start The data
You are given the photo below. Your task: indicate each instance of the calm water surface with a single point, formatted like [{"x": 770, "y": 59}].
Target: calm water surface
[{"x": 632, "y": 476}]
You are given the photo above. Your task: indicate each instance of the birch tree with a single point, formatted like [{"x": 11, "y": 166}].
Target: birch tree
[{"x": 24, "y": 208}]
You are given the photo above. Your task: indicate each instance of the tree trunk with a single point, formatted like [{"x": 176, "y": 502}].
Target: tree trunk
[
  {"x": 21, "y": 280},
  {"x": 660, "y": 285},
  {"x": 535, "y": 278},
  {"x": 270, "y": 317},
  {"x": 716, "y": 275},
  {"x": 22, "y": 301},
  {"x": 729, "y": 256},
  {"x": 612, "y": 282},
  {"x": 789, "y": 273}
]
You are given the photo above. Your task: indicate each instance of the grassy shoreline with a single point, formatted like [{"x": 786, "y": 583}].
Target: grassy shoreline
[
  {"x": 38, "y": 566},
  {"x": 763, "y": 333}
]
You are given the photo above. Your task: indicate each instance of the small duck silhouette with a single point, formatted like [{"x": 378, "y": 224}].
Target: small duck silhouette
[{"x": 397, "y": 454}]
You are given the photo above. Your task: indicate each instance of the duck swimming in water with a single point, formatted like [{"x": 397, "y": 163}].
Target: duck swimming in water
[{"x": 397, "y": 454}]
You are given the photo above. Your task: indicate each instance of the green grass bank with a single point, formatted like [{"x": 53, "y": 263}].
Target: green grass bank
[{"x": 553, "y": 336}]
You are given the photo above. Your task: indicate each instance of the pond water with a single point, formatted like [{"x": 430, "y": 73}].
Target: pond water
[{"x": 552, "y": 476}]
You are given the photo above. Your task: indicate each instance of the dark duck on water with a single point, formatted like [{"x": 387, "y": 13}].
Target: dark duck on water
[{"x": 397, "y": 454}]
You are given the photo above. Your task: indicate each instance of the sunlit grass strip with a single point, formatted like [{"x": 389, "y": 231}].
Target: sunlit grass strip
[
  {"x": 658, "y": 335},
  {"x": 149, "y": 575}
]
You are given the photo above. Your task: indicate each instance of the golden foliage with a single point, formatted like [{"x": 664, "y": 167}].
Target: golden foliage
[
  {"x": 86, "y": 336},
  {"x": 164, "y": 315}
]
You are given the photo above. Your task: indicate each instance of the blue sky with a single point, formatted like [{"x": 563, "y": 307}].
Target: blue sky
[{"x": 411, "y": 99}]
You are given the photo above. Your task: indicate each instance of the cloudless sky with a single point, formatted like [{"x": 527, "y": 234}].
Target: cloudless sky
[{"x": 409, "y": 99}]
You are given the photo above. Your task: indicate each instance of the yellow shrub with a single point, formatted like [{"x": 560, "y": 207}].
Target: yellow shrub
end The data
Rewrite all of the records above with "indicate" changed to "mark" at every occurrence, leaving everything else the same.

You are given the photo below. Your task: mark each instance of the calm water surface with a single point, formatted like [{"x": 770, "y": 59}].
Target: calm water surface
[{"x": 632, "y": 476}]
You are given the photo above. Your task: mark each instance of the birch tree with a single point, formatted like [{"x": 11, "y": 166}].
Target: birch tree
[{"x": 24, "y": 208}]
You are given the photo above. Your task: mark each instance of the tree trunk with a single point, formatted like [{"x": 176, "y": 502}].
Target: tree trunk
[
  {"x": 21, "y": 280},
  {"x": 660, "y": 285},
  {"x": 535, "y": 278},
  {"x": 270, "y": 317},
  {"x": 716, "y": 275},
  {"x": 22, "y": 301},
  {"x": 729, "y": 256},
  {"x": 612, "y": 282},
  {"x": 789, "y": 273}
]
You are given the photo above. Your task: mark each instance of the grassy shoreline with a single point, formatted like [{"x": 786, "y": 583}].
Target: grassy shoreline
[
  {"x": 38, "y": 566},
  {"x": 763, "y": 333}
]
You are given the photo above. Your task: mark each instance of the small duck silhouette with a single point, formatted like [{"x": 378, "y": 224}].
Target: small duck silhouette
[{"x": 397, "y": 454}]
You are given the photo above. Your task: mark each instance of the duck swimming in water with a single point, formatted like [{"x": 397, "y": 163}].
Target: duck swimming in water
[{"x": 397, "y": 454}]
You are given the photo above. Your task: mark each instance of the green grass bank with a single point, formatted like [{"x": 53, "y": 263}].
Target: green grass bank
[{"x": 553, "y": 336}]
You are given the photo above. Your task: mark each instance of the pond water with a single point, formatted like [{"x": 430, "y": 73}].
Target: pond water
[{"x": 552, "y": 476}]
You are given the photo above. Your task: mark each instance of the dark duck on water with a single point, formatted like [{"x": 387, "y": 13}].
Target: dark duck on water
[{"x": 397, "y": 454}]
You are given the photo above. Your task: mark each instance of the sunlit grass strip with a single point, formatted like [{"x": 389, "y": 231}].
Target: sunlit grass strip
[
  {"x": 658, "y": 335},
  {"x": 149, "y": 575}
]
You are given the photo above. Your task: mark each instance of the golden foliage with a single point, formatted like [{"x": 664, "y": 167}].
Target: golden foliage
[
  {"x": 86, "y": 336},
  {"x": 164, "y": 315}
]
You are given the photo above. Your task: mark each instance of the blue sky with a single point, formatted like [{"x": 563, "y": 307}].
Target: blue sky
[{"x": 411, "y": 99}]
You are given the photo above. Your task: mark each instance of the cloudless sky with a single point, formatted like [{"x": 527, "y": 234}].
Target: cloudless sky
[{"x": 409, "y": 99}]
You are given the photo above. Your task: mark each instance of the yellow shrub with a single point, formatted like [{"x": 560, "y": 207}].
Target: yellow shrub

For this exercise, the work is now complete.